- Action item
Copy out exactly the lines from the line containing "Pin every instance of the navy blue cap" to the end of the listing.

- Stored data

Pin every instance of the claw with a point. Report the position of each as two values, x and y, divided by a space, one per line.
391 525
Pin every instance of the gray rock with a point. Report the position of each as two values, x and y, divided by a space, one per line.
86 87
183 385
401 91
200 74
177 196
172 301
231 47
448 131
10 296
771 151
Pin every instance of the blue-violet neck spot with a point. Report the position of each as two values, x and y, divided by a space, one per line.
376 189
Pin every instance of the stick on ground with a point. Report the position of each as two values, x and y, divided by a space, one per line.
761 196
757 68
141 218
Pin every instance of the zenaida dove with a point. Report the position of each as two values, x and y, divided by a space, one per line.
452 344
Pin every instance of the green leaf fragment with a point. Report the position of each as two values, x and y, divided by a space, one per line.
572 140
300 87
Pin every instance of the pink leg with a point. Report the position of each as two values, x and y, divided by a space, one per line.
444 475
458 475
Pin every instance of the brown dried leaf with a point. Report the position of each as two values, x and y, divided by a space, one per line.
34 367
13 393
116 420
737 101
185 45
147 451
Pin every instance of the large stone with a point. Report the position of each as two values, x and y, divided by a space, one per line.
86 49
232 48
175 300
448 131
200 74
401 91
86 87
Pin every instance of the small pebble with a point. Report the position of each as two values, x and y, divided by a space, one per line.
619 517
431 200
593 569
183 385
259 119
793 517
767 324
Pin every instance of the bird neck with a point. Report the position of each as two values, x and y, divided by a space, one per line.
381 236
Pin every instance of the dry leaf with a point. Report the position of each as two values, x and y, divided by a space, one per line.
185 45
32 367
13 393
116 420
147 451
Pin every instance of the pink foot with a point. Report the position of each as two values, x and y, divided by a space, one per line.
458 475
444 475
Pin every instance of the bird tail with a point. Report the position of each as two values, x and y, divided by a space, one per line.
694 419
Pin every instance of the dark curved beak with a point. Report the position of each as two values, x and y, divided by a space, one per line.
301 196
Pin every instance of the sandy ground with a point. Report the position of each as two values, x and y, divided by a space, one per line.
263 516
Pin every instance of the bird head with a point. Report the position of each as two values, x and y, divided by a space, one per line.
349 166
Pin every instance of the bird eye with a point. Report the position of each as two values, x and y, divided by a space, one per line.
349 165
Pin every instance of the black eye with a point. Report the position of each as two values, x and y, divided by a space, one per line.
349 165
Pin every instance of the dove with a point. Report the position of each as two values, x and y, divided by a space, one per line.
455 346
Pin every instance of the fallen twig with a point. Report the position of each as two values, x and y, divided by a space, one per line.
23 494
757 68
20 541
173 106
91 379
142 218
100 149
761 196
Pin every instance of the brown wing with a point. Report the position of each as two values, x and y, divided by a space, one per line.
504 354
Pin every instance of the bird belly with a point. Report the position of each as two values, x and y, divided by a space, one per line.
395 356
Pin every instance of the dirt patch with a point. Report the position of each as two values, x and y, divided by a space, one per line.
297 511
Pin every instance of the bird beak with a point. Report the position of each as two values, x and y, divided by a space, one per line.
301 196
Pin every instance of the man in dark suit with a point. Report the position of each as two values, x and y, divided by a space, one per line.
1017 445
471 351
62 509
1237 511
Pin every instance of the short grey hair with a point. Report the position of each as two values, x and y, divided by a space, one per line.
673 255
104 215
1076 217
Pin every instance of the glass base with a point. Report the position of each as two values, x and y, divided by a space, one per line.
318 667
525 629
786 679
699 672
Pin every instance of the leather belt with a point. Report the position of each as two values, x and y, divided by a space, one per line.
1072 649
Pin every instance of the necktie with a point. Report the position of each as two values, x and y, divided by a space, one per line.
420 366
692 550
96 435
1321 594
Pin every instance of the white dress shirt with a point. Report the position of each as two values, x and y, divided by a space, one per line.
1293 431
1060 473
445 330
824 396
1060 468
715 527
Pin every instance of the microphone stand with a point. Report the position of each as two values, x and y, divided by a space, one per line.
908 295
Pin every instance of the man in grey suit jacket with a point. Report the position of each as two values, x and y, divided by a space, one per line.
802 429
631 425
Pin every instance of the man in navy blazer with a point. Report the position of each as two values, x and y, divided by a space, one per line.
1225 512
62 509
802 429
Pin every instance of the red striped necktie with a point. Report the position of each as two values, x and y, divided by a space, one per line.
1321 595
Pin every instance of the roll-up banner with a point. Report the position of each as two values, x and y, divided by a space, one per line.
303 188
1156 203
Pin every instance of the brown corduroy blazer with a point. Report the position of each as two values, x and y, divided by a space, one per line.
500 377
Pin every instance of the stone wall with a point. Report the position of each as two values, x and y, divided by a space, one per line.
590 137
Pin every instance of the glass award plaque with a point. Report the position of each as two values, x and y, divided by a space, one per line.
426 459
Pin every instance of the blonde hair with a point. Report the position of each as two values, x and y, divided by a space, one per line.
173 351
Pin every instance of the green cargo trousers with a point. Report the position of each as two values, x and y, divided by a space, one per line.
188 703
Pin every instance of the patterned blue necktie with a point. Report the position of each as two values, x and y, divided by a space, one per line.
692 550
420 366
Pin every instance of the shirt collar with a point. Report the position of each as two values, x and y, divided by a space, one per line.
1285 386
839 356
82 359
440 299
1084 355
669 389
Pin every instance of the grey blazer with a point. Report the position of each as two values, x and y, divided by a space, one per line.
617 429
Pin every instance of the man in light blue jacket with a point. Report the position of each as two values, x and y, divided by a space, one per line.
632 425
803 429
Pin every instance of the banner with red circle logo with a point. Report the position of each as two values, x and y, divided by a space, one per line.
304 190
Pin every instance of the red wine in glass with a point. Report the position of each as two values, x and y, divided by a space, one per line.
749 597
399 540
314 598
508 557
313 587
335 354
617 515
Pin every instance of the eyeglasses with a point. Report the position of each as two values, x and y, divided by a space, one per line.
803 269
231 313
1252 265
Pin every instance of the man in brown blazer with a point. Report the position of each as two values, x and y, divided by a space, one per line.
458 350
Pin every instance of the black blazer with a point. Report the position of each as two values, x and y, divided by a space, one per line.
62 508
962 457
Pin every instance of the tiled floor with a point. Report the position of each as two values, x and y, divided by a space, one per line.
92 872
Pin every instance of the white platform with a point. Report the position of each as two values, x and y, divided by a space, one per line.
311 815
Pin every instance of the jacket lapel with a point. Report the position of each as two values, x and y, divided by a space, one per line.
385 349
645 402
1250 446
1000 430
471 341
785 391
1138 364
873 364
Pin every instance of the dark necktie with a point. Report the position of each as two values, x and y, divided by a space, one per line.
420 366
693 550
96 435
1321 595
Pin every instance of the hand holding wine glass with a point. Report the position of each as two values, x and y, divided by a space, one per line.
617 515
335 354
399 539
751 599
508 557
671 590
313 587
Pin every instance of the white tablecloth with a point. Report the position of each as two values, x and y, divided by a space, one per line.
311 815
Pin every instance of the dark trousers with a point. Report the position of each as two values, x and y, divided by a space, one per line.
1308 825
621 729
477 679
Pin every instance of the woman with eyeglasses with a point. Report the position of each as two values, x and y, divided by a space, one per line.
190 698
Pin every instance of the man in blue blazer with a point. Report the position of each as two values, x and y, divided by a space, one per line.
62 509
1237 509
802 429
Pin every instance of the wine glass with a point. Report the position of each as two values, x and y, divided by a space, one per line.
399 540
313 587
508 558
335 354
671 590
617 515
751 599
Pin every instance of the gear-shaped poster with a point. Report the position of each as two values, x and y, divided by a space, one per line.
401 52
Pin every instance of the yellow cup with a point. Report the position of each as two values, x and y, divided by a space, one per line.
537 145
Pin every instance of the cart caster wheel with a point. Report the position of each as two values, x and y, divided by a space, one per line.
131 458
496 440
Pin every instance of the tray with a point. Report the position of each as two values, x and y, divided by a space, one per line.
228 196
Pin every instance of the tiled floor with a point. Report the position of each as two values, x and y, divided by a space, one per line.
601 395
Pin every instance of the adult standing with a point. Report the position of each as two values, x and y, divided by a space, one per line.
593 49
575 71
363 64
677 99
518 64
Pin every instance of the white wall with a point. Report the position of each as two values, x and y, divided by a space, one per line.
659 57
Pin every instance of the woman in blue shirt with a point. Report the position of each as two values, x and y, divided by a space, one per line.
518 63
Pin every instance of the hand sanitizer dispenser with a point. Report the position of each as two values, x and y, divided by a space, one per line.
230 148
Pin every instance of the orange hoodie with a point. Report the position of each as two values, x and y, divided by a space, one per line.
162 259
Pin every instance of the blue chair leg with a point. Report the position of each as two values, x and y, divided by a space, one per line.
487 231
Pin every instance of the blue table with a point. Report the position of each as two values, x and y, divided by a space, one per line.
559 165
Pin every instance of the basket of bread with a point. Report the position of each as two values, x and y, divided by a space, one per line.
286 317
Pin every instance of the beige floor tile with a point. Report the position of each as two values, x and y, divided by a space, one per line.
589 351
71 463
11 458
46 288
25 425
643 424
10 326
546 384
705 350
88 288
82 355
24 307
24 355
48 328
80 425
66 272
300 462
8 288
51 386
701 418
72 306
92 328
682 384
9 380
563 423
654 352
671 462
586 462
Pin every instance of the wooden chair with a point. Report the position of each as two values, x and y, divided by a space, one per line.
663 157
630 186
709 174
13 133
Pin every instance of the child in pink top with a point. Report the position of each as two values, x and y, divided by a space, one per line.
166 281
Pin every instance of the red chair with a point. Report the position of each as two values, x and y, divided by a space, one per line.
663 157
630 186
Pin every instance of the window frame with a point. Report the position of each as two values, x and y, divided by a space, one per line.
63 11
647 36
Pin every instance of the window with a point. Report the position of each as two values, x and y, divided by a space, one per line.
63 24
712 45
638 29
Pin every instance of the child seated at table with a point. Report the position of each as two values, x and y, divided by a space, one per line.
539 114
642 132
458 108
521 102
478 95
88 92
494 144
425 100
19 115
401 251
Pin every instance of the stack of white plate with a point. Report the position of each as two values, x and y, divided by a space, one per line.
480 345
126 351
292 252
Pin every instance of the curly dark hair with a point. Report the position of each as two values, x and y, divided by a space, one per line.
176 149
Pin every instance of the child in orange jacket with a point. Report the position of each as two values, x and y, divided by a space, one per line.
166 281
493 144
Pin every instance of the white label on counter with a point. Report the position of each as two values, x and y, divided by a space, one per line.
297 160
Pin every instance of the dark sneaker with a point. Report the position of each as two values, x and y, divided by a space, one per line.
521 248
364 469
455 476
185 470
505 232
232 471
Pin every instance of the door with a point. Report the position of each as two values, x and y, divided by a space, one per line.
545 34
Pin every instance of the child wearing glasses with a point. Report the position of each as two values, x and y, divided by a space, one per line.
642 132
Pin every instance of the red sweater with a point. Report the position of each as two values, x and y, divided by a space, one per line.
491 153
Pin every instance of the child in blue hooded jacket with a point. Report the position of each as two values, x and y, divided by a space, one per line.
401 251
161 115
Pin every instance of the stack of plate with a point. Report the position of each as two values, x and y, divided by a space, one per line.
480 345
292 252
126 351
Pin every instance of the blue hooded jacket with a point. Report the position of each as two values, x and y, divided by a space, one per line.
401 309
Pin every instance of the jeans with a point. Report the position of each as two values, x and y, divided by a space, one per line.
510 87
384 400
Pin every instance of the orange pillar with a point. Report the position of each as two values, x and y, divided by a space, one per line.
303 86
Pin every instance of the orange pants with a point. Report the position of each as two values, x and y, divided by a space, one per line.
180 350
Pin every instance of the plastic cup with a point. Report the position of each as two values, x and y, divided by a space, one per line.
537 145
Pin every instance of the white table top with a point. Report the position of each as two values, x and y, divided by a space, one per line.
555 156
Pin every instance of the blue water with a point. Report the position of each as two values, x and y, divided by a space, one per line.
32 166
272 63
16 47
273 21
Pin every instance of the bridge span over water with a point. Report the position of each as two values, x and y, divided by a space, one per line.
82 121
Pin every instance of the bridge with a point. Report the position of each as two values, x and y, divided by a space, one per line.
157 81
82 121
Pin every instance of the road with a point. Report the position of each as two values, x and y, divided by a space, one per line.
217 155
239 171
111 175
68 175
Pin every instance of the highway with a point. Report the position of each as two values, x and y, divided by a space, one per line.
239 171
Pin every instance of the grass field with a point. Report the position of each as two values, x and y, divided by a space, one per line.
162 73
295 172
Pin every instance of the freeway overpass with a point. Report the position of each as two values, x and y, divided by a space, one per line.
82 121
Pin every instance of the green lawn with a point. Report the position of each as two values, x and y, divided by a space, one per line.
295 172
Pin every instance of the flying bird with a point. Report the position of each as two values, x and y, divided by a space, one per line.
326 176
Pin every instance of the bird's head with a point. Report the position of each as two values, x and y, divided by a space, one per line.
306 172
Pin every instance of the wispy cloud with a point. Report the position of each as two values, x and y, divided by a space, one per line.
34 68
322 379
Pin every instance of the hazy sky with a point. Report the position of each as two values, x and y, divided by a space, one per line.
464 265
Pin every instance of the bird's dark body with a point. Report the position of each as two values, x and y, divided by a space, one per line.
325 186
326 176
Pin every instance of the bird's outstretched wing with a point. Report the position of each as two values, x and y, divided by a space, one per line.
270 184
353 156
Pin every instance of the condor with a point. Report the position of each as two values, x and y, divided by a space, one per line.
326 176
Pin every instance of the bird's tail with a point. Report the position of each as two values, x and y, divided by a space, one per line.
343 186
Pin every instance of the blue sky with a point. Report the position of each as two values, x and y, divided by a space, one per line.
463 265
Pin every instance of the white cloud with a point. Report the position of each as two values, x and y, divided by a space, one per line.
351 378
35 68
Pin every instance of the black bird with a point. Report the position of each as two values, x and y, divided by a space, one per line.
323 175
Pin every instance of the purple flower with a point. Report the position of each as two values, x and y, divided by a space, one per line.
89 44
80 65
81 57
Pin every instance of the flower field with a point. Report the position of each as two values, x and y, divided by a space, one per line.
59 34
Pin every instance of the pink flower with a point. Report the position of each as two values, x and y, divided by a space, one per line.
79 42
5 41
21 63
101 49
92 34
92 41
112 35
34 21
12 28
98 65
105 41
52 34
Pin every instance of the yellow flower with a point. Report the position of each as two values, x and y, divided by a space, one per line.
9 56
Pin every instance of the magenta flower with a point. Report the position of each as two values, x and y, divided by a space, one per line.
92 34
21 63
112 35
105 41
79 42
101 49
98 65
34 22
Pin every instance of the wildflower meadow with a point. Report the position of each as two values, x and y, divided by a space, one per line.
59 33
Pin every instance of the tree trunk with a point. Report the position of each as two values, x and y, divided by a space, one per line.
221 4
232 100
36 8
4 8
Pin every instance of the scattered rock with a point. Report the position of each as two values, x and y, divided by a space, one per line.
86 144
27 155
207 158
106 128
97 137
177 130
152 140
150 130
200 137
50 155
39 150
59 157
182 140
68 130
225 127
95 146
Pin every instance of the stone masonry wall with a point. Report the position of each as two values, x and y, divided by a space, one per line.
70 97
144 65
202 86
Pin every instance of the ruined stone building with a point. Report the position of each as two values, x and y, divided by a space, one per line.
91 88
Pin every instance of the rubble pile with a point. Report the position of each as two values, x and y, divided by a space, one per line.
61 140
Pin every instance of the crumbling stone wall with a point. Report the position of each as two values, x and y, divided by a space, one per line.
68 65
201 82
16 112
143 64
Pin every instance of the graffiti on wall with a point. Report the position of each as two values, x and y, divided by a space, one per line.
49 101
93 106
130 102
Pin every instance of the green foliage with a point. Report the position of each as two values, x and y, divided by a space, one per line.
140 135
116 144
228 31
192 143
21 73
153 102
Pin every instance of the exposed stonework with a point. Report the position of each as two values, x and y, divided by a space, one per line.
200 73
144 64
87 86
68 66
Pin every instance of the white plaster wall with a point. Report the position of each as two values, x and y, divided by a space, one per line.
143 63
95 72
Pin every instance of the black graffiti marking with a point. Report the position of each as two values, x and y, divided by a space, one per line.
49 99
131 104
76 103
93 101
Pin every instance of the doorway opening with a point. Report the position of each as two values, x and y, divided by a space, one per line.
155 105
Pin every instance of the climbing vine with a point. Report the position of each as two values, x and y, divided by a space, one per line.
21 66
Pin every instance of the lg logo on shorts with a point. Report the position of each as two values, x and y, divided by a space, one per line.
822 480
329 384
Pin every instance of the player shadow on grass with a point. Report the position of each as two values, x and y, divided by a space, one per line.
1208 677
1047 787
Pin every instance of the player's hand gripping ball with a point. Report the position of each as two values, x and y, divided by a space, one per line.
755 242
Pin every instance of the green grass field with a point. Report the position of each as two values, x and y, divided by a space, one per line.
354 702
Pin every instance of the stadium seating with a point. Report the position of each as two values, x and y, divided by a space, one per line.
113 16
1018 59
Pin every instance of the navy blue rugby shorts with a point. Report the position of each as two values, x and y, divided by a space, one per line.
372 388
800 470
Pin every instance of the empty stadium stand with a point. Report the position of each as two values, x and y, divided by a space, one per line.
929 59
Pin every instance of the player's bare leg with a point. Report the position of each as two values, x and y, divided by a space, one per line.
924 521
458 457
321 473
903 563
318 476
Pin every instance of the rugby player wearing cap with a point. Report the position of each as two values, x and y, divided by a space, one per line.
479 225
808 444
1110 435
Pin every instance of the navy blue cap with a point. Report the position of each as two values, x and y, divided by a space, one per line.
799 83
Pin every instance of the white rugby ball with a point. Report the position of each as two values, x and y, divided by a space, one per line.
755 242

- Answer to this task
Pin every instance of the navy blue cap with a point. Report the position of each as two values, x and y, divided by a space, one per line.
799 83
Pin every instance of the white rugby ball with a point. Report the position of each as two values, x and y, divided by a space, one per line.
755 242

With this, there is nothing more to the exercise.